Transcribe the following lines exactly as they appear, omitting the pictures from your answer.

========================================

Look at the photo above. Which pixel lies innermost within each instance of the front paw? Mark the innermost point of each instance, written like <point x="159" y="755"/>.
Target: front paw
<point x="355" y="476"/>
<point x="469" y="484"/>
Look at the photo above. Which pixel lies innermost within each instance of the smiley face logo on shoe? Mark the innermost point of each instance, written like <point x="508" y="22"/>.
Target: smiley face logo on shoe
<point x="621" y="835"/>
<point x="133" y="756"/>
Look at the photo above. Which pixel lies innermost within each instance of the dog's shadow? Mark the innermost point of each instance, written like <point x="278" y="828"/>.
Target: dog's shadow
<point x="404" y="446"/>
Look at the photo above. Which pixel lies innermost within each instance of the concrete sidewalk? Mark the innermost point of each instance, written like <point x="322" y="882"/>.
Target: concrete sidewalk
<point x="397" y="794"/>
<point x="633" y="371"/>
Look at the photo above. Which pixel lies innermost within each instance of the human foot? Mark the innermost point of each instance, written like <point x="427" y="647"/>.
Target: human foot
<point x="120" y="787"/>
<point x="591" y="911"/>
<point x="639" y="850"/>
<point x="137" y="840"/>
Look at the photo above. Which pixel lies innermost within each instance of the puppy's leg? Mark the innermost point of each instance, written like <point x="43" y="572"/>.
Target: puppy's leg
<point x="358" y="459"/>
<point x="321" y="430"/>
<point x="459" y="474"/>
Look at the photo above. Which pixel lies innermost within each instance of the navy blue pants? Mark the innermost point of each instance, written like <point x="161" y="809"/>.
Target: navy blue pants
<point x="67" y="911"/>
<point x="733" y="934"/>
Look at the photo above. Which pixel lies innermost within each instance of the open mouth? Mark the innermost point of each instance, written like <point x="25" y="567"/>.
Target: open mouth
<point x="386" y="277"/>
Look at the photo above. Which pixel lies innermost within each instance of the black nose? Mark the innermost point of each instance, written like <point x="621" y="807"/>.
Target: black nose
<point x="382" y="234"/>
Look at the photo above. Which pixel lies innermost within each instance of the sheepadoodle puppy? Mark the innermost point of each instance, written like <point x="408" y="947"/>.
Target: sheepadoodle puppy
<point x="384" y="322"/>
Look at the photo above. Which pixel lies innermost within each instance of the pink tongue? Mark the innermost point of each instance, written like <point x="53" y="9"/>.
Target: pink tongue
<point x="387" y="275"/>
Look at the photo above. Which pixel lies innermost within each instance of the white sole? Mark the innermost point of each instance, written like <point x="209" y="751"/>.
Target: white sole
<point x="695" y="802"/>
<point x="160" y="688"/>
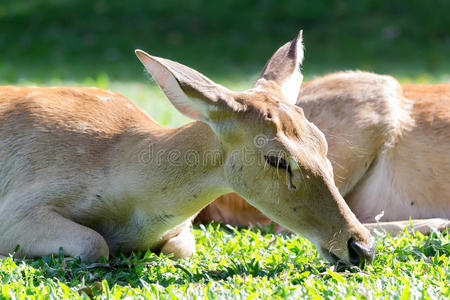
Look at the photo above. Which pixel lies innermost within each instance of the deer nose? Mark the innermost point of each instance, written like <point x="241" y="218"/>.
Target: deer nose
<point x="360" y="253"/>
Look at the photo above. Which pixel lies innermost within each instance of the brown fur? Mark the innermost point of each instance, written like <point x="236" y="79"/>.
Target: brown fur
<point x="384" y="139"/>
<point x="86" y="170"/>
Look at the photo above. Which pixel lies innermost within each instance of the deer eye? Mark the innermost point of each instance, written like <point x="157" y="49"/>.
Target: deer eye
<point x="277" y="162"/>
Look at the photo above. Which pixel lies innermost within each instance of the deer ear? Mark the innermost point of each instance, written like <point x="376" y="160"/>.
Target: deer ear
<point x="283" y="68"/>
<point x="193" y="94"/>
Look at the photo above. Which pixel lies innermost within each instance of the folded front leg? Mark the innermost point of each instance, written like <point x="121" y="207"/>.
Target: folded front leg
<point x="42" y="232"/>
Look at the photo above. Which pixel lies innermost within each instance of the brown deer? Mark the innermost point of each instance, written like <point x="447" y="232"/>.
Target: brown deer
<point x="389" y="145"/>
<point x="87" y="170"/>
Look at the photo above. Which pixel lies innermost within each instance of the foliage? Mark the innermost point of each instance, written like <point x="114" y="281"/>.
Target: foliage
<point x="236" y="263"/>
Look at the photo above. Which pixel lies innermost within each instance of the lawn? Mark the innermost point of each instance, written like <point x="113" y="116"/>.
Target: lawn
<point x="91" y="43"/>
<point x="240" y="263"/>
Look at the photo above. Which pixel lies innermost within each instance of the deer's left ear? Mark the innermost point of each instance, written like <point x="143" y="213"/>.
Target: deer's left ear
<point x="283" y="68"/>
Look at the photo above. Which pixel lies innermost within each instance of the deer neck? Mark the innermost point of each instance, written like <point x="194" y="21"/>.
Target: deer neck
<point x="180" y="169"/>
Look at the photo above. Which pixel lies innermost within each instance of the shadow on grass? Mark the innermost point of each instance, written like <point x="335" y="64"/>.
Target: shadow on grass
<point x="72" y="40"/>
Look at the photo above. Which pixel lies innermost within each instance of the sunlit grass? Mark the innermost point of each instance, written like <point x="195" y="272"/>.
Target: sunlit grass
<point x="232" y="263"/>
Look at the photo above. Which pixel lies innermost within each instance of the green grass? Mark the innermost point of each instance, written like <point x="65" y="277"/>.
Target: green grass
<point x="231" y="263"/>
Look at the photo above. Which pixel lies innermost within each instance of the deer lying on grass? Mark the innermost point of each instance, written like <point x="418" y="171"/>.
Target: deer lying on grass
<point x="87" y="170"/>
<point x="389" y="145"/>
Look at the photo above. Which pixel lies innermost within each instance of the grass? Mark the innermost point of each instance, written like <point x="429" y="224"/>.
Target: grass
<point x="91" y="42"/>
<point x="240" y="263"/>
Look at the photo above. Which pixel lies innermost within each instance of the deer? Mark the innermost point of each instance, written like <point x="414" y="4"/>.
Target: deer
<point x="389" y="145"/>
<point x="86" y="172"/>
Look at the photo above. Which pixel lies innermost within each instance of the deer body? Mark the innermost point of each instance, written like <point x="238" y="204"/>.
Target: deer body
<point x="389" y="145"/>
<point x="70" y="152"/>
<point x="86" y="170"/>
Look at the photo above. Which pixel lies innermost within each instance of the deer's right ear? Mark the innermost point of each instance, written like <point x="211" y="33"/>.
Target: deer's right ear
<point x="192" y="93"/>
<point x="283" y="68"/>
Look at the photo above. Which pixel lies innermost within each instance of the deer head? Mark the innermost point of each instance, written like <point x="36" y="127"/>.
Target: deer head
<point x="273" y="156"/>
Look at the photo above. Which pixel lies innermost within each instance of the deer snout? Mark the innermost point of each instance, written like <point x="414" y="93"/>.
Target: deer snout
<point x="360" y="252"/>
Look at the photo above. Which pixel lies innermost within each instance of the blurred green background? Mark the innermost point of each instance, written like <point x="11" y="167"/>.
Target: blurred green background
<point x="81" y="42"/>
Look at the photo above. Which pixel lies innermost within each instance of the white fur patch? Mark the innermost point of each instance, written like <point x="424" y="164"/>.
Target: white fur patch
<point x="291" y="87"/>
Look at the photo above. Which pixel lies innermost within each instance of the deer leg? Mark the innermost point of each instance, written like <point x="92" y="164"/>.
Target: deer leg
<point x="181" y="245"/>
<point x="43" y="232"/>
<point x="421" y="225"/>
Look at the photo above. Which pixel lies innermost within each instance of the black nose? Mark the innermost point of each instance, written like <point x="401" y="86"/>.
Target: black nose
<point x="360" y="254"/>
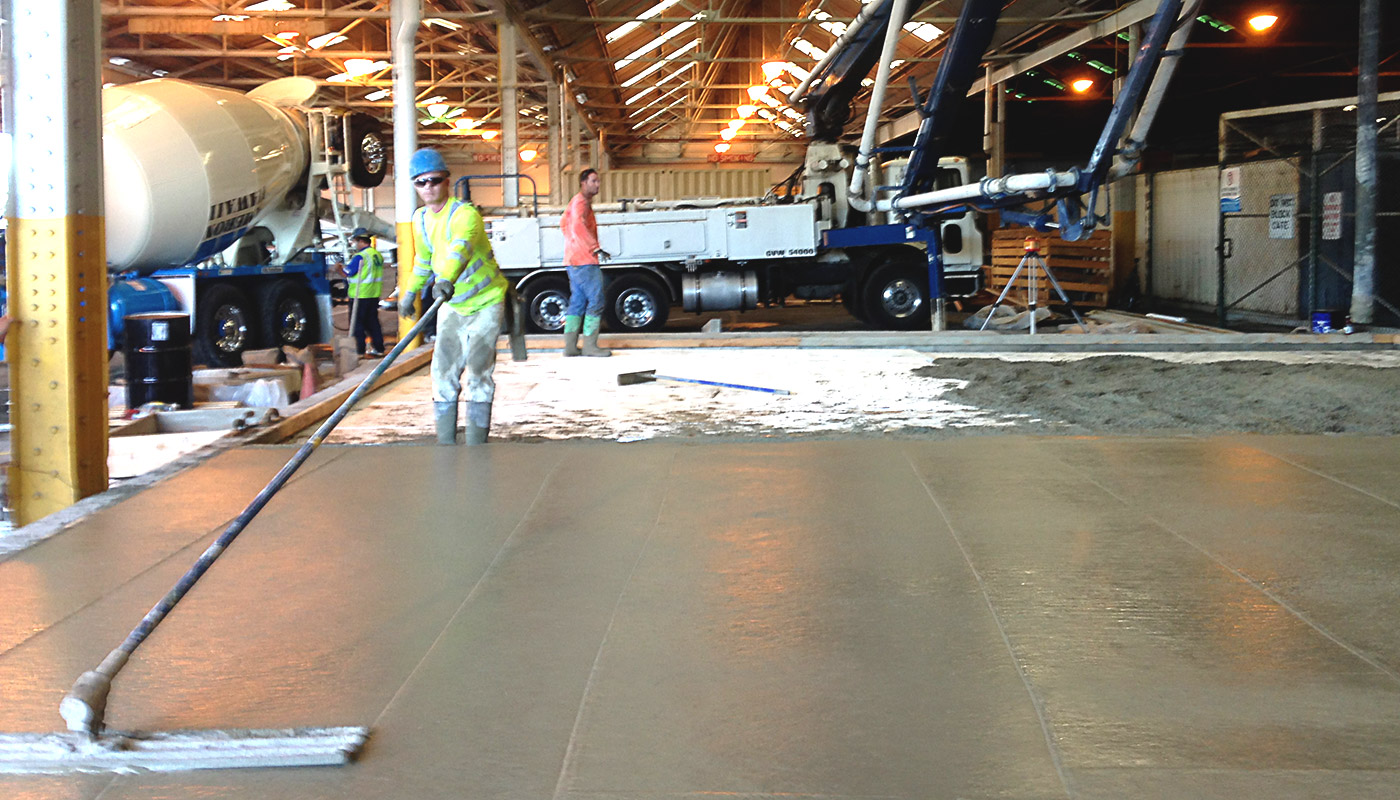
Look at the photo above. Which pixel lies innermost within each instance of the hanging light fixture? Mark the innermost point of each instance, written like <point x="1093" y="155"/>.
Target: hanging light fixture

========================================

**Answer to the problem**
Look at the photo above. Which pixel lies innermost within each instance of the front paw? Mark the innermost point of each instance, written like <point x="159" y="755"/>.
Target: front paw
<point x="355" y="476"/>
<point x="469" y="484"/>
Look at the photo above. Which pixel lies innermost within each instance of the smiley face logo on shoe? Mark the innermost point of each instance, written like <point x="508" y="22"/>.
Target: smiley face logo on shoe
<point x="621" y="835"/>
<point x="133" y="756"/>
Look at the photo above. Which pixel lies innermost within each instance of the dog's shadow? Mark the innermost point of each instance, written like <point x="278" y="828"/>.
Target: dog's shadow
<point x="404" y="446"/>
Look at the photo above. Which pixel lies innermost within each instance of the concrete sidewalk? Mark the innermost point of each instance, written like <point x="322" y="882"/>.
Target: concrete sidewalk
<point x="397" y="794"/>
<point x="633" y="371"/>
Look at the photo above. Which pixel lies innermost within each instance of the human foot? Mark the innermost point of each instance, written like <point x="427" y="647"/>.
Target: human foot
<point x="120" y="787"/>
<point x="591" y="911"/>
<point x="639" y="850"/>
<point x="137" y="840"/>
Look at the photo above. Which pixel lies innermost within each instance of the puppy's leg? Mark the innermost point of each instance, written like <point x="43" y="572"/>.
Target: puppy's leg
<point x="358" y="459"/>
<point x="321" y="430"/>
<point x="459" y="474"/>
Look at the photo above. Which pixel lies innermost within each instance of the navy blue pants? Mark the innermost point of each instance, written like <point x="161" y="809"/>.
Target: navy blue pants
<point x="67" y="911"/>
<point x="733" y="934"/>
Look at the photo above. Which pixel lies innermost within each instance of the open mouth? Mark the innermost point of each instance, written like <point x="25" y="567"/>.
Target: open mouth
<point x="386" y="277"/>
Look at the photo above. Which pixel lies innermost within each instance of the black nose? Mark the innermost point of each instance, written like <point x="621" y="807"/>.
Target: black nose
<point x="382" y="234"/>
Look at the photo above. Which pixel lies innermost within each instance of the sheepadoodle puppy? Mark the innermost point of each instance, written like <point x="408" y="947"/>.
Target: sheepadoodle puppy
<point x="384" y="322"/>
Look at the photo above. Which pixel lies innermost within each instance of the pink tongue? Mark the innermost point of each instance, written like <point x="53" y="9"/>.
Target: pink tongue
<point x="387" y="275"/>
Look at the photo above. Which pixel lies innermost within each instance of the white sole? Mark the innermost point of each instance, written like <point x="209" y="751"/>.
Target: white sole
<point x="695" y="802"/>
<point x="160" y="688"/>
Look at the photo above. Which pixel lies innermost within each instance of the deer nose? Mark the innermost point of each instance, written like <point x="241" y="218"/>.
Target: deer nose
<point x="360" y="253"/>
Look at the photo above. Which pixel lies innermost within each instance of the brown fur? Mark the innermost point of each instance, written like <point x="236" y="79"/>.
Target: brown fur
<point x="384" y="139"/>
<point x="86" y="170"/>
Look at the photo above. Which pixel lies innermost within each instance of the deer eye? Mark the innermost point of each instance, written like <point x="157" y="49"/>.
Target: deer eye
<point x="277" y="162"/>
Look at the photo above. Which pixel lies innermost within each instance of the deer ear? Mark the innermost point of each instance, written like <point x="376" y="160"/>.
Target: deer ear
<point x="283" y="68"/>
<point x="193" y="94"/>
Look at the photo above. Which pixel lies innermost within each instance of the folded front leg? Mark the innermost point of each instance, written like <point x="121" y="207"/>.
Target: folded front leg
<point x="42" y="232"/>
Look at the photo above. Which pixel lies innermost within each instance of the brown deer? Mark the innermost point of each instance, written like <point x="447" y="232"/>.
Target: brown deer
<point x="389" y="145"/>
<point x="87" y="170"/>
Look at the photo above. Which pixel lies innermost within each instance of the foliage? Mark the innermost point of each instance, written like <point x="114" y="281"/>.
Target: foliage
<point x="236" y="263"/>
Look at the photo above. Which pixel lies innermost within each instance of the lawn? Mark the innermost point of each instance, written like <point x="113" y="116"/>.
Target: lawn
<point x="91" y="43"/>
<point x="240" y="263"/>
Look at the photo above. Which pixel lies innermost within each instance of the deer's left ear? Mark the innermost point of each instance, written like <point x="143" y="213"/>.
Target: deer's left ear
<point x="283" y="68"/>
Look at the photo above. Which pixel lies innermost within each instance of the deer neck? Mark the innermost point of each instance, written like <point x="194" y="21"/>.
Target: deer neck
<point x="180" y="169"/>
Look at the photo above. Which pixel lies innermost within each instance of the shadow on grass? Mark the innermost point of each instance, written like <point x="335" y="64"/>.
Target: shadow on grass
<point x="72" y="40"/>
Look at the photo above. Which pixel lies innermost within each instance of the sunlit grass? Mark the innermost point of each instance, written like <point x="195" y="272"/>.
Target: sunlit grass
<point x="232" y="263"/>
Look at the photo above. Which pixel lies innermost within each instance of the green grass? Mark the innermost point of each instance, written like <point x="65" y="277"/>.
Target: green grass
<point x="231" y="263"/>
Look at the photo above. Which pixel lies innermost within each instance of the deer lying on grass? Mark the innermost point of each instance, written like <point x="418" y="171"/>.
Target: deer lying on grass
<point x="87" y="170"/>
<point x="389" y="145"/>
Look at the photo above. Which pixel lies innermost within each instance of the grass? Mark the innermost point of each instance, written like <point x="429" y="224"/>.
Target: grass
<point x="91" y="42"/>
<point x="240" y="263"/>
Look at the photo above. Which pixel lies innermost within each instance of the deer? Mark the innermost point of each instance, written like <point x="414" y="4"/>.
Target: deer
<point x="389" y="145"/>
<point x="86" y="172"/>
Look at the photo above. Which pixel lies innermost within each instance of the deer body? Mark the innermost point of each instance, written like <point x="238" y="204"/>.
Target: deer body
<point x="389" y="145"/>
<point x="70" y="152"/>
<point x="86" y="170"/>
Look at the photo above. Which pixel lies innermost within each instance of the deer's right ear? Mark the innermost point of each instance, written like <point x="211" y="33"/>.
Target: deer's right ear
<point x="192" y="93"/>
<point x="283" y="68"/>
Look at the photo above. Which pixel lies innermost within each instance of the deer head? Mark the innermost point of each instance, written like <point x="36" y="127"/>.
Target: deer head
<point x="273" y="156"/>
Look at the photo above. Which pixel lies innermost within each instance of the deer snout? Mark the innermost point of each instance, written like <point x="414" y="93"/>.
Target: deer snout
<point x="360" y="252"/>
Look at the photo above. Which pixel lies innermost within each instance of the blurred green background? Mark the innermost point of each instance, written like <point x="11" y="167"/>.
Target: blurred green background
<point x="81" y="42"/>
Look at the photo above. Which pixel lies innermost within each instance of the white fur patch? Mark the innermost point of each instance, written like <point x="424" y="164"/>.
Target: white fur patch
<point x="291" y="87"/>
Look at the photo above. Which pixel lies innermost within each instance of the deer leg? Mark the innermost point of each instance, written like <point x="92" y="164"/>.
Target: deer leg
<point x="181" y="245"/>
<point x="43" y="232"/>
<point x="421" y="225"/>
Look at the photo above. Which pixel lies innermost within each instance of the black nose? Mark the innermost point of each instance, written like <point x="401" y="86"/>.
Target: black nose
<point x="360" y="254"/>
Look at the photo above. Which pixel lies innermost within each instance of the hanging light fixture? Mark the innermost point of each instance, written like <point x="1093" y="155"/>.
Target: hanging light fixture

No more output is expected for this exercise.